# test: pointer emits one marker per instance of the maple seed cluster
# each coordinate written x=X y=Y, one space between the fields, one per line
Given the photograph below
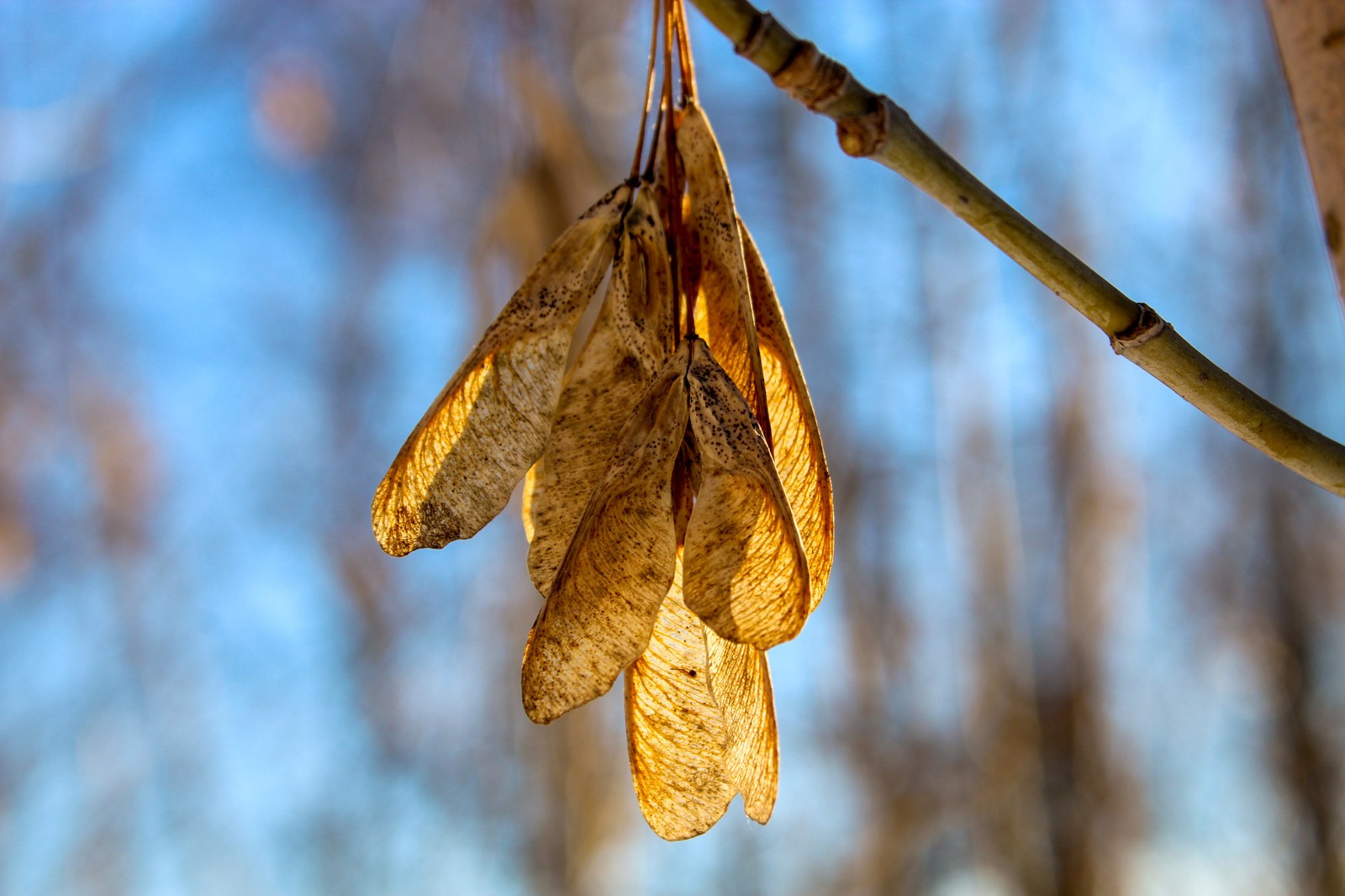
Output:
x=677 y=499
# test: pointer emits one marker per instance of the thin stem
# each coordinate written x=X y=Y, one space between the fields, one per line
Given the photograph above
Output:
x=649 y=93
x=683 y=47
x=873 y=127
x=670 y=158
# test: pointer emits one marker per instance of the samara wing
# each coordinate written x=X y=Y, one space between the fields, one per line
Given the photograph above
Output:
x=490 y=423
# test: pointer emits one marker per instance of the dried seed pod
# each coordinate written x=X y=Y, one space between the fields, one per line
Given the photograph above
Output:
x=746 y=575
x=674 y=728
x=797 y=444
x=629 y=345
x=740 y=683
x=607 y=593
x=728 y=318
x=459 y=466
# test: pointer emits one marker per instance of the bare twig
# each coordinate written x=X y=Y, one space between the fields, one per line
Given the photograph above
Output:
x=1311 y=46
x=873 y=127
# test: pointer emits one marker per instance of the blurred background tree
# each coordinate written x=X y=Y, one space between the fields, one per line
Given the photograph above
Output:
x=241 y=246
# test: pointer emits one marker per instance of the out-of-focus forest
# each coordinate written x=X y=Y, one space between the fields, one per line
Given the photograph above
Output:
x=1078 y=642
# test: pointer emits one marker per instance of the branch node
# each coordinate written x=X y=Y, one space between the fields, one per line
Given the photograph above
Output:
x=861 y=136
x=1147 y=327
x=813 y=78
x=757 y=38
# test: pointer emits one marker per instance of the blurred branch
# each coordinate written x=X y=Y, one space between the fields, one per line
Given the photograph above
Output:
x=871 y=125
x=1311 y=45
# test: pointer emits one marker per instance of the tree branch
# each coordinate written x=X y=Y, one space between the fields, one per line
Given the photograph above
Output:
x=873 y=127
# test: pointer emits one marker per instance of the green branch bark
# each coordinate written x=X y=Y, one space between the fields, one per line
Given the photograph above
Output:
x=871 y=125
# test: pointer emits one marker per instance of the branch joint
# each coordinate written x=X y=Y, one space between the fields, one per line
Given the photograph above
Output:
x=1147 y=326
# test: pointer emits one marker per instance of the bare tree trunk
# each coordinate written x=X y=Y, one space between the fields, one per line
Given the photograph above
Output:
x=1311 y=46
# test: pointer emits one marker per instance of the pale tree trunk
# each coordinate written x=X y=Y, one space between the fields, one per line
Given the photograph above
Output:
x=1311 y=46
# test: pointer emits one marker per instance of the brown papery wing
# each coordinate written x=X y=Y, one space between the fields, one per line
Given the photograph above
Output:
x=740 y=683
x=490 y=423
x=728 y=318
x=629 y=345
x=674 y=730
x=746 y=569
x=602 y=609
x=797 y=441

──────

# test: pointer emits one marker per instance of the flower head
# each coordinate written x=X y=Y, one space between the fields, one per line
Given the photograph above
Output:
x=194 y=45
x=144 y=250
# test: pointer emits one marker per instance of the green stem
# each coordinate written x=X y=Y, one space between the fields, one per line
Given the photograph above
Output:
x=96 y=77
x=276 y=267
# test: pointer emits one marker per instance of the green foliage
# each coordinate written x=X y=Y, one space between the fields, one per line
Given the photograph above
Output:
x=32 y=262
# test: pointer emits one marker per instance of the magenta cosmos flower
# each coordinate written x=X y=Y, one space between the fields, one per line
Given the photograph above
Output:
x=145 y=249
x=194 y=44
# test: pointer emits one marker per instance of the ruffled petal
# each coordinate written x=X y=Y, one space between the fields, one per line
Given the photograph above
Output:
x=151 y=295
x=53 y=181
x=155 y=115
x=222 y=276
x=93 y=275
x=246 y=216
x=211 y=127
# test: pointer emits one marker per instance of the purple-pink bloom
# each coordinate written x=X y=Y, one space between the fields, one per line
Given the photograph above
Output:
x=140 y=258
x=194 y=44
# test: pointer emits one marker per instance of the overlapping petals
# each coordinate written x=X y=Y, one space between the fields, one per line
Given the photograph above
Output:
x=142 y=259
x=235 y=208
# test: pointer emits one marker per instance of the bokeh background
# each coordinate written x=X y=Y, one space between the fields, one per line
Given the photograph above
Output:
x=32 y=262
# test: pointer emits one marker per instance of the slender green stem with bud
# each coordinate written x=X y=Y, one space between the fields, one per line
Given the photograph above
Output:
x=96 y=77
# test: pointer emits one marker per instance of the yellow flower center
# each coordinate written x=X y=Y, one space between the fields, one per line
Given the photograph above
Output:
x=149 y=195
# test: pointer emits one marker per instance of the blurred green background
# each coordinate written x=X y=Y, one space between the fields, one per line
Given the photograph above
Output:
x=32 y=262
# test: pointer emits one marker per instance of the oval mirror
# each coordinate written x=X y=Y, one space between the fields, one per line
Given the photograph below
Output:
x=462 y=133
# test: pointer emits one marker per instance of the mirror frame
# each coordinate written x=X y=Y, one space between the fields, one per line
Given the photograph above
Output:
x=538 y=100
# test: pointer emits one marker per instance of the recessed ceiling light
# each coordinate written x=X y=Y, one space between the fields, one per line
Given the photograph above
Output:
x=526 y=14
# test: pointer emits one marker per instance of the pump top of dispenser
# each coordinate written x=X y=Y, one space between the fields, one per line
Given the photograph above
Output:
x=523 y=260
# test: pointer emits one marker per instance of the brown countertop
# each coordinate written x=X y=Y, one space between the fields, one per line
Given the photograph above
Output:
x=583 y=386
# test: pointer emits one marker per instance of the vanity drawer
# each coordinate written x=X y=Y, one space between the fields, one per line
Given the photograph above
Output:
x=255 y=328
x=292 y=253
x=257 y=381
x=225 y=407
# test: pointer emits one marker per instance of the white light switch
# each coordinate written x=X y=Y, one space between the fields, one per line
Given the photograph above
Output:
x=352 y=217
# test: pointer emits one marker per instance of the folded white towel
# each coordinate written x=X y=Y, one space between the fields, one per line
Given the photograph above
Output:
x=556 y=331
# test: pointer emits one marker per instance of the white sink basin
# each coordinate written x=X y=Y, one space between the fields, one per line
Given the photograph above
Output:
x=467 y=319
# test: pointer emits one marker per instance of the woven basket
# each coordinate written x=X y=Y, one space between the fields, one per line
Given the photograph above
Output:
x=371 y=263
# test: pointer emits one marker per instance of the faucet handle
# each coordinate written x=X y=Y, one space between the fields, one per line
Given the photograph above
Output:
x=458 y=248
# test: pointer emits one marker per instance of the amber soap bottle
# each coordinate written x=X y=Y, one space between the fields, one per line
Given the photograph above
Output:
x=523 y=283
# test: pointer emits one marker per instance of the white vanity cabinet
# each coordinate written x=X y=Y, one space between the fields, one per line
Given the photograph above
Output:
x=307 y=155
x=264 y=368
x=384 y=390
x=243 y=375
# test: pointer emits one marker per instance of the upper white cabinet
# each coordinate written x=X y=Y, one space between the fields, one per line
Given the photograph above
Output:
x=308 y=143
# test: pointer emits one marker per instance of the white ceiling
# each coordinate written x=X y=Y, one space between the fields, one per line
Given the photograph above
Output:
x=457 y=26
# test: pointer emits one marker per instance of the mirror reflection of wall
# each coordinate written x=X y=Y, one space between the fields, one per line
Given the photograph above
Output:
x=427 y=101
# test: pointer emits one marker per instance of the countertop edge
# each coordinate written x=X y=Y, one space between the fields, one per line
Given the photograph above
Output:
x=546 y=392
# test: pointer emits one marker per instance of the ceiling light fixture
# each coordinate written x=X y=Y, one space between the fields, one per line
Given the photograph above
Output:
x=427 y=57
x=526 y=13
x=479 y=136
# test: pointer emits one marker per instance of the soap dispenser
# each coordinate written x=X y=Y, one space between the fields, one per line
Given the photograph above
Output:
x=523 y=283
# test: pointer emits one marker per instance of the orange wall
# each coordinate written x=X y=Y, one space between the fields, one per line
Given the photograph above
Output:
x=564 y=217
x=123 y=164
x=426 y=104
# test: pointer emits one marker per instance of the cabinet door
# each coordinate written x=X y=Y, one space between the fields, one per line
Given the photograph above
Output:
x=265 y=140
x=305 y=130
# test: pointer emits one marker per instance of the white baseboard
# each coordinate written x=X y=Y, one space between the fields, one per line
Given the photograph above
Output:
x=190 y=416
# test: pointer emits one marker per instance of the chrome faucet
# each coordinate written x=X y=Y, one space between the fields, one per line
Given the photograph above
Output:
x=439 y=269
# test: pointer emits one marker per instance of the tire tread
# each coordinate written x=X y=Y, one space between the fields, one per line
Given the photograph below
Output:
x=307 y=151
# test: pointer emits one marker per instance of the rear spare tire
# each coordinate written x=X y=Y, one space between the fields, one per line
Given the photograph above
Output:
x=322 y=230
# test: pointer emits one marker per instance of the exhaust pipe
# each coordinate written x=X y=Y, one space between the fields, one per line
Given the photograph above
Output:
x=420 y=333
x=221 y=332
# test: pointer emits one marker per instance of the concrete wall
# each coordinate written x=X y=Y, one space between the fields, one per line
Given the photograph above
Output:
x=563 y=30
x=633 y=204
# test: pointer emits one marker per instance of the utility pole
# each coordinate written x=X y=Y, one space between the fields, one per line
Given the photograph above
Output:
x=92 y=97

──────

--- Task goal ---
Each line of the entries above that has the word "flower" is to be copied.

--- Answer section ---
# test: pointer emits one marker per instance of the flower head
# test: pointer emits one marker per instance of the magenta cosmos flower
# test: pointer emits one marker per instance of the yellow flower center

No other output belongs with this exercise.